- WHAT THE TASK REQUIRES
Your task is to return all of the records exactly, minus any images.

- DATA
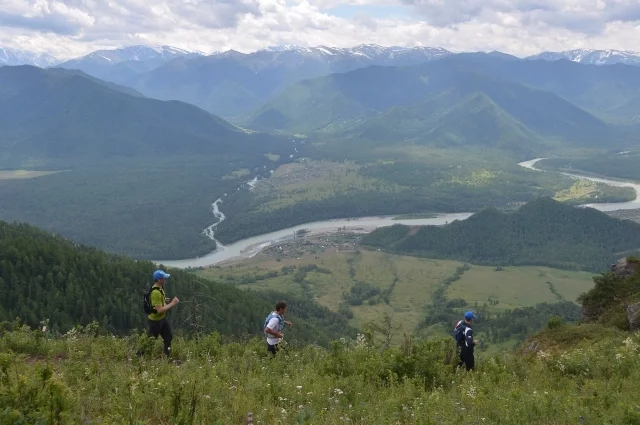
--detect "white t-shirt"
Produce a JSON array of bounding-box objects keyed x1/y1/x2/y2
[{"x1": 266, "y1": 316, "x2": 283, "y2": 345}]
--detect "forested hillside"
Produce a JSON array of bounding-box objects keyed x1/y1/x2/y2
[
  {"x1": 0, "y1": 220, "x2": 355, "y2": 345},
  {"x1": 361, "y1": 198, "x2": 640, "y2": 271}
]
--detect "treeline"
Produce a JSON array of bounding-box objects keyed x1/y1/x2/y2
[
  {"x1": 0, "y1": 220, "x2": 355, "y2": 346},
  {"x1": 362, "y1": 198, "x2": 640, "y2": 272}
]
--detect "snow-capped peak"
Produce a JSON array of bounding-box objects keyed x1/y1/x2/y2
[
  {"x1": 0, "y1": 47, "x2": 59, "y2": 67},
  {"x1": 259, "y1": 45, "x2": 303, "y2": 52},
  {"x1": 527, "y1": 49, "x2": 640, "y2": 66},
  {"x1": 249, "y1": 44, "x2": 452, "y2": 61},
  {"x1": 64, "y1": 45, "x2": 203, "y2": 65}
]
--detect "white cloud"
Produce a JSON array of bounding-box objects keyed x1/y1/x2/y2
[{"x1": 0, "y1": 0, "x2": 639, "y2": 59}]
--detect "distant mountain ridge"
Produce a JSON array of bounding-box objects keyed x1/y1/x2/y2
[
  {"x1": 0, "y1": 47, "x2": 59, "y2": 67},
  {"x1": 255, "y1": 44, "x2": 453, "y2": 62},
  {"x1": 527, "y1": 49, "x2": 640, "y2": 66},
  {"x1": 122, "y1": 44, "x2": 454, "y2": 117},
  {"x1": 54, "y1": 45, "x2": 204, "y2": 84},
  {"x1": 58, "y1": 45, "x2": 203, "y2": 67}
]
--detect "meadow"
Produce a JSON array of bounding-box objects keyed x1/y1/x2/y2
[{"x1": 197, "y1": 250, "x2": 595, "y2": 337}]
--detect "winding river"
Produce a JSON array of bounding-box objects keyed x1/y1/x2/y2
[
  {"x1": 155, "y1": 158, "x2": 640, "y2": 269},
  {"x1": 519, "y1": 158, "x2": 640, "y2": 212}
]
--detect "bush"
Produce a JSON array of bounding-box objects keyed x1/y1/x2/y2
[{"x1": 547, "y1": 315, "x2": 564, "y2": 329}]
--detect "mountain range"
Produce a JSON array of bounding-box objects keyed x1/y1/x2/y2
[
  {"x1": 527, "y1": 49, "x2": 640, "y2": 66},
  {"x1": 3, "y1": 43, "x2": 640, "y2": 120},
  {"x1": 117, "y1": 44, "x2": 453, "y2": 118},
  {"x1": 55, "y1": 45, "x2": 205, "y2": 83},
  {"x1": 248, "y1": 54, "x2": 640, "y2": 154}
]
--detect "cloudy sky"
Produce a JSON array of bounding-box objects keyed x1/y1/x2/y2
[{"x1": 1, "y1": 0, "x2": 639, "y2": 59}]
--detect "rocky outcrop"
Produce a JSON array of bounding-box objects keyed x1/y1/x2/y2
[
  {"x1": 611, "y1": 257, "x2": 640, "y2": 279},
  {"x1": 627, "y1": 303, "x2": 640, "y2": 331},
  {"x1": 611, "y1": 258, "x2": 640, "y2": 330},
  {"x1": 580, "y1": 257, "x2": 640, "y2": 325}
]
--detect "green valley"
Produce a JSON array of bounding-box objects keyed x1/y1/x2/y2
[{"x1": 214, "y1": 149, "x2": 634, "y2": 245}]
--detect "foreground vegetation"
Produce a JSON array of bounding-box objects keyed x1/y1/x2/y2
[
  {"x1": 4, "y1": 258, "x2": 639, "y2": 424},
  {"x1": 2, "y1": 317, "x2": 640, "y2": 424}
]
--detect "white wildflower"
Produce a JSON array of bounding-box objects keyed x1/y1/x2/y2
[{"x1": 467, "y1": 386, "x2": 476, "y2": 399}]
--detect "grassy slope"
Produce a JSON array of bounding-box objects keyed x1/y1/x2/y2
[{"x1": 3, "y1": 320, "x2": 638, "y2": 424}]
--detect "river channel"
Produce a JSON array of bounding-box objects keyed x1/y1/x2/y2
[{"x1": 155, "y1": 158, "x2": 640, "y2": 268}]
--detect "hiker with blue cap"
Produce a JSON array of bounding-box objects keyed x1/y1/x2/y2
[
  {"x1": 453, "y1": 311, "x2": 478, "y2": 371},
  {"x1": 143, "y1": 269, "x2": 180, "y2": 357}
]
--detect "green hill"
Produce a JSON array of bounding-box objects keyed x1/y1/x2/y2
[
  {"x1": 361, "y1": 198, "x2": 640, "y2": 271},
  {"x1": 0, "y1": 219, "x2": 355, "y2": 345},
  {"x1": 0, "y1": 66, "x2": 288, "y2": 167}
]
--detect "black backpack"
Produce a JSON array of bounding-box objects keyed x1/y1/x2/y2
[
  {"x1": 453, "y1": 322, "x2": 467, "y2": 346},
  {"x1": 143, "y1": 287, "x2": 162, "y2": 314}
]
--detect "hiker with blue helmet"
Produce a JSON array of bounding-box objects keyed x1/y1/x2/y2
[
  {"x1": 264, "y1": 301, "x2": 292, "y2": 355},
  {"x1": 453, "y1": 311, "x2": 478, "y2": 371},
  {"x1": 146, "y1": 269, "x2": 180, "y2": 357}
]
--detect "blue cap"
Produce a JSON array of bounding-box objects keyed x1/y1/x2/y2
[
  {"x1": 464, "y1": 311, "x2": 477, "y2": 320},
  {"x1": 153, "y1": 270, "x2": 170, "y2": 281}
]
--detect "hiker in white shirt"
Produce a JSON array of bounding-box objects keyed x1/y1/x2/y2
[{"x1": 264, "y1": 301, "x2": 292, "y2": 355}]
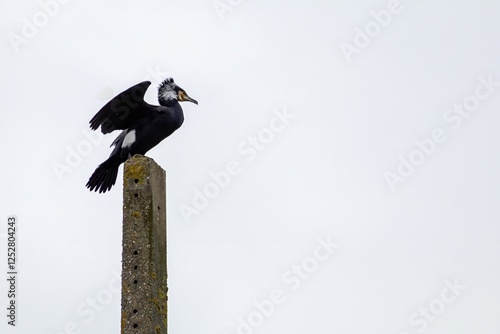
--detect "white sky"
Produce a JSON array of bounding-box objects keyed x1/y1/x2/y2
[{"x1": 1, "y1": 0, "x2": 500, "y2": 333}]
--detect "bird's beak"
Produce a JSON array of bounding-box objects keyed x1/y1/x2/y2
[{"x1": 179, "y1": 90, "x2": 198, "y2": 105}]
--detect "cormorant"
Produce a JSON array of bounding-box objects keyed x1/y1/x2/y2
[{"x1": 86, "y1": 78, "x2": 198, "y2": 193}]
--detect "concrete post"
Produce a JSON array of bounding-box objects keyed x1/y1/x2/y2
[{"x1": 121, "y1": 155, "x2": 168, "y2": 334}]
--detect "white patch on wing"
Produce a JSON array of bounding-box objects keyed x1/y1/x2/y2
[{"x1": 122, "y1": 129, "x2": 136, "y2": 148}]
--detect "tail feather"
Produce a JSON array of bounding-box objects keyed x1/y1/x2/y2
[{"x1": 86, "y1": 159, "x2": 120, "y2": 193}]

- RESULT
--detect "white t-shirt"
Produce a JSON array of bounding-box objects keyed x1/y1/x2/y2
[{"x1": 266, "y1": 316, "x2": 283, "y2": 345}]
--detect "forested hillside"
Produce a JSON array of bounding-box objects keyed x1/y1/x2/y2
[
  {"x1": 0, "y1": 220, "x2": 355, "y2": 345},
  {"x1": 361, "y1": 198, "x2": 640, "y2": 271}
]
--detect "treeline"
Produce a JSON array of bounding-box objects keyed x1/y1/x2/y2
[
  {"x1": 0, "y1": 220, "x2": 355, "y2": 346},
  {"x1": 362, "y1": 198, "x2": 640, "y2": 272}
]
--detect "snow-capped peak"
Produce a JSON array of bounding-box objects keyed x1/y1/x2/y2
[
  {"x1": 0, "y1": 47, "x2": 59, "y2": 67},
  {"x1": 259, "y1": 45, "x2": 303, "y2": 52},
  {"x1": 527, "y1": 49, "x2": 640, "y2": 66},
  {"x1": 249, "y1": 44, "x2": 452, "y2": 61},
  {"x1": 64, "y1": 45, "x2": 203, "y2": 65}
]
--detect "white cloud"
Produce a JSON array of bounding-box objects keyed x1/y1/x2/y2
[{"x1": 0, "y1": 0, "x2": 639, "y2": 59}]
--detect "distant mountain ridge"
Produce a JSON array of bounding-box objects keyed x1/y1/x2/y2
[
  {"x1": 0, "y1": 47, "x2": 59, "y2": 67},
  {"x1": 255, "y1": 44, "x2": 453, "y2": 62},
  {"x1": 527, "y1": 49, "x2": 640, "y2": 66},
  {"x1": 122, "y1": 44, "x2": 454, "y2": 117},
  {"x1": 54, "y1": 45, "x2": 204, "y2": 84},
  {"x1": 58, "y1": 45, "x2": 203, "y2": 67}
]
--detect "meadow"
Produce a JSON array of bounding-box objects keyed x1/y1/x2/y2
[{"x1": 197, "y1": 250, "x2": 595, "y2": 337}]
--detect "winding river"
Produce a JSON array of bounding-box objects keyed x1/y1/x2/y2
[
  {"x1": 155, "y1": 158, "x2": 640, "y2": 269},
  {"x1": 519, "y1": 158, "x2": 640, "y2": 212}
]
--detect "bush"
Produce a JSON array of bounding-box objects keyed x1/y1/x2/y2
[{"x1": 547, "y1": 315, "x2": 564, "y2": 329}]
--detect "mountain range"
Produce a JSON array of bounding-box objects keyed x1/y1/x2/y2
[
  {"x1": 527, "y1": 49, "x2": 640, "y2": 66},
  {"x1": 3, "y1": 43, "x2": 640, "y2": 120},
  {"x1": 117, "y1": 44, "x2": 453, "y2": 118},
  {"x1": 55, "y1": 45, "x2": 205, "y2": 83},
  {"x1": 248, "y1": 54, "x2": 640, "y2": 154}
]
--detect "cloudy sky"
Produce a JSON array of bounding-box objects keyed x1/y1/x2/y2
[{"x1": 1, "y1": 0, "x2": 639, "y2": 59}]
--detect "rocky outcrop"
Produce a JSON array of bounding-box objects keyed x1/y1/x2/y2
[
  {"x1": 611, "y1": 257, "x2": 640, "y2": 279},
  {"x1": 627, "y1": 303, "x2": 640, "y2": 331},
  {"x1": 611, "y1": 258, "x2": 640, "y2": 330},
  {"x1": 580, "y1": 257, "x2": 640, "y2": 325}
]
--detect "green valley"
Produce a JSON array of bounding-box objects keyed x1/y1/x2/y2
[{"x1": 214, "y1": 149, "x2": 634, "y2": 245}]
--detect "foreground vegetation"
Produce a JSON array of bounding-box objects keyed x1/y1/x2/y2
[
  {"x1": 4, "y1": 258, "x2": 639, "y2": 424},
  {"x1": 2, "y1": 317, "x2": 640, "y2": 424}
]
--detect "white wildflower"
Produce a JSON array of bounding-box objects keyed x1/y1/x2/y2
[{"x1": 467, "y1": 386, "x2": 476, "y2": 399}]
--detect "grassy slope"
Produce a JSON array of bounding-box objects keyed x1/y1/x2/y2
[{"x1": 3, "y1": 320, "x2": 638, "y2": 424}]
--detect "river channel"
Produce a JSON array of bounding-box objects keyed x1/y1/x2/y2
[{"x1": 155, "y1": 158, "x2": 640, "y2": 268}]
--detect "hiker with blue cap"
Produce a JSON array of bounding-box objects keyed x1/y1/x2/y2
[
  {"x1": 453, "y1": 311, "x2": 478, "y2": 371},
  {"x1": 143, "y1": 269, "x2": 180, "y2": 357}
]
--detect "green hill"
Produce a JSON array of bounding-box objects keyed x1/y1/x2/y2
[
  {"x1": 361, "y1": 198, "x2": 640, "y2": 271},
  {"x1": 0, "y1": 219, "x2": 355, "y2": 345},
  {"x1": 0, "y1": 66, "x2": 288, "y2": 167}
]
--detect "black backpack"
Produce a JSON array of bounding-box objects keyed x1/y1/x2/y2
[
  {"x1": 453, "y1": 322, "x2": 467, "y2": 346},
  {"x1": 143, "y1": 287, "x2": 162, "y2": 314}
]
--detect "hiker with blue helmet"
Produce a JSON array of bounding-box objects keyed x1/y1/x2/y2
[
  {"x1": 264, "y1": 301, "x2": 292, "y2": 355},
  {"x1": 453, "y1": 311, "x2": 478, "y2": 371},
  {"x1": 146, "y1": 269, "x2": 180, "y2": 357}
]
--detect "blue cap"
Produce a JSON array of bounding-box objects keyed x1/y1/x2/y2
[
  {"x1": 464, "y1": 311, "x2": 477, "y2": 320},
  {"x1": 153, "y1": 270, "x2": 170, "y2": 281}
]
--detect "hiker in white shirt"
Produce a JSON array of bounding-box objects keyed x1/y1/x2/y2
[{"x1": 264, "y1": 301, "x2": 292, "y2": 355}]
--detect "white sky"
Produce a JSON array of bounding-box objects keyed x1/y1/x2/y2
[{"x1": 1, "y1": 0, "x2": 500, "y2": 333}]
--detect "bird's beak"
Produce a JSON array of bounding-box objects keyed x1/y1/x2/y2
[{"x1": 179, "y1": 90, "x2": 198, "y2": 105}]
--detect "cormorant"
Produce a JSON array of bounding-box objects keyed x1/y1/x2/y2
[{"x1": 86, "y1": 78, "x2": 198, "y2": 193}]
--detect "concrete post"
Produce a JSON array of bounding-box objects keyed x1/y1/x2/y2
[{"x1": 121, "y1": 155, "x2": 168, "y2": 334}]
--detect "white patch on wing"
Produce a JSON array of bounding-box objects keyed x1/y1/x2/y2
[{"x1": 122, "y1": 129, "x2": 136, "y2": 148}]
--detect "tail feather"
Produce a JSON array of bounding-box objects keyed x1/y1/x2/y2
[{"x1": 86, "y1": 159, "x2": 120, "y2": 193}]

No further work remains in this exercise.